Work required
Could you carry on the passage below about fruit juices and cholesterol, picking up right after its last sentence?

Text passage

Resveratrol, the high-powered antioxidant that decreases cholesterol, is present in greater quantities in grape skins and pulp, making grape juice a better source of this nutrient than whole grapes, according to Carol Ann Rinzler, author of "Controlling Cholesterol For Dummies." Dark grapes called muscadines, a large grape native to the Southern United States, are a particularly exceptional source of antioxidants such as resveratrol. Much of the grape juice you purchase at the grocery store is made from this relatively unknown grape variety.
Apple juice may inhibit progression of atherosclerosis, according to a study published in the October 2009 issue of the journal "Lipids in Health and Disease." In the study, laboratory animals consumed high-cholesterol diets supplemented with 5 mL or 10 mL of apple juice per day for two months. Results showed that both dose-levels of apple juice reduced total cholesterol, triglycerides, inflammation, blood clotting factors and atherosclerosis in coronary arteries. The higher dose significantly reduced low density lipoprotein, or LDL, the "bad" form of cholesterol and raised levels of high density lipoprotein, or HDL, the "good" form of cholesterol.

Data excerpt
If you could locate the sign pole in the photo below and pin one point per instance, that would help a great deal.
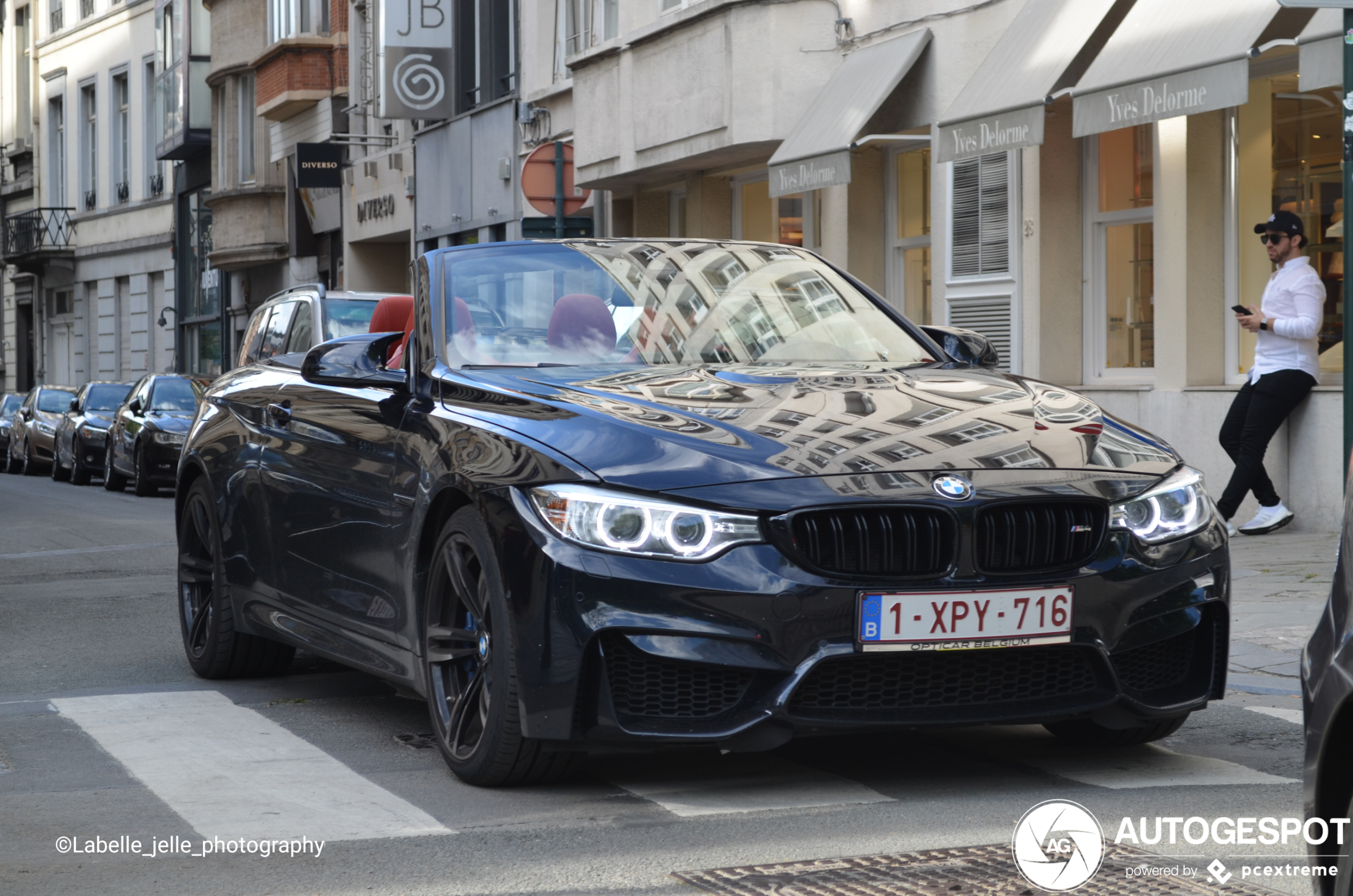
(559, 183)
(1348, 237)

Response area
Findings suggest that taking vinegar with meals decreases the cholesterol spike that can occur after eating, according to researchers of a study published in the January 2010 issue of the journal "Lipids in Health and Disease." The laboratory animal study used a single dose of 5 mL or 10 mL of vinegar along with high-cholesterol diets and tested blood cholesterol levels after 15 hours. The higher dose resulted in significant reduction in LDL cholesterol, oxidized LDL, total cholesterol and apolipoprotein B -- the protein backbone of LDL cholesterol. Researchers concluded that vinegar may suppress cholesterol spikes after fatty meals, though further tests to confirm these results in humans is needed.